:: TRY IT ::
Below are entries; count the lines containing the string "flower". The answer is that number alone.

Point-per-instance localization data
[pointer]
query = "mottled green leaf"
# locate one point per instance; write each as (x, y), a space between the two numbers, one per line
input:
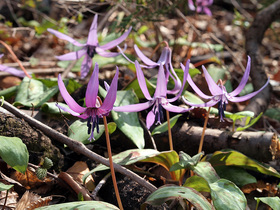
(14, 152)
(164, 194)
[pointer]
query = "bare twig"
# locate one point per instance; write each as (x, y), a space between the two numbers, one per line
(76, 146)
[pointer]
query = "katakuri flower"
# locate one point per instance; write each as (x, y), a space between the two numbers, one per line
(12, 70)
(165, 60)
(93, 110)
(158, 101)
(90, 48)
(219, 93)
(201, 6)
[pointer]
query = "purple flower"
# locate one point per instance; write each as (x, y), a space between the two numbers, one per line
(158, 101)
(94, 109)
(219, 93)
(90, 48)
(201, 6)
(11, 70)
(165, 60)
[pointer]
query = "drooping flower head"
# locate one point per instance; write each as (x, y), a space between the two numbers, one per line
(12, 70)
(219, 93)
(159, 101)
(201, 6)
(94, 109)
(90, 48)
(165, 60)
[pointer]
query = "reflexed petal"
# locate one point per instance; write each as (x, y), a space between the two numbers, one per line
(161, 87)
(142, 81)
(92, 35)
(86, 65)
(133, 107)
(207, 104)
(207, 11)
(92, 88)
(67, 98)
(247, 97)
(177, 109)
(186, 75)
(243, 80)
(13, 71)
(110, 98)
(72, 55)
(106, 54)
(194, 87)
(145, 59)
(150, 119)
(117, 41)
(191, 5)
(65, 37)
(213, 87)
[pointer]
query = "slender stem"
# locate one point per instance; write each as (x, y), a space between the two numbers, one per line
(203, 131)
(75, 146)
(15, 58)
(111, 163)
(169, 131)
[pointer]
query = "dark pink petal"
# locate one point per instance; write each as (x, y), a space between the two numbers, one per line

:: RESPONSE AREA ::
3